- **SOAL TERTULIS**:
Dalam kutipan bacaan tentang Mataram, apa gelar yang diberikan kepada Joko Umbara?

Setelah berhasil Joko Umbara diakui sebagai anak dan diberi kedudukan
oleh Panembahan Senopati sebagai Senopati Perang Mataram dan bergelar
Pangeran Purboyo.
Lain halnya dengan Panembahan Senopati dalam hal menumpas pembrontakan
yang dipimpin oleh Angabaya III menggunakan taktik PERANG RANTAI EMAS.
Alasan menggunakan Perang Rantai Emas ada 3 macam yaitu :
1. Apabila diserang menggunakan secara militer secara be-
sar besaran akan menghabiskan keuangan Mataram.
2. Apabila diserang secara militer secara besar besaran
akan jatuh korban yang cukup banyak, karena Angaba
ya III adalah musuh yang sulit untuk ditumpas.
3. Kalau diserang secara prajurit secara besar besaran
Angabaya III bukan levelnya.

- **BARIS DATA**:
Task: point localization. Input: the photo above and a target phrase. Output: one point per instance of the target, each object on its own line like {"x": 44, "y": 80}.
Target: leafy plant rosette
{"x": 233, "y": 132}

- **JAWABAN TERTULIS**:
Pangeran Purboyo.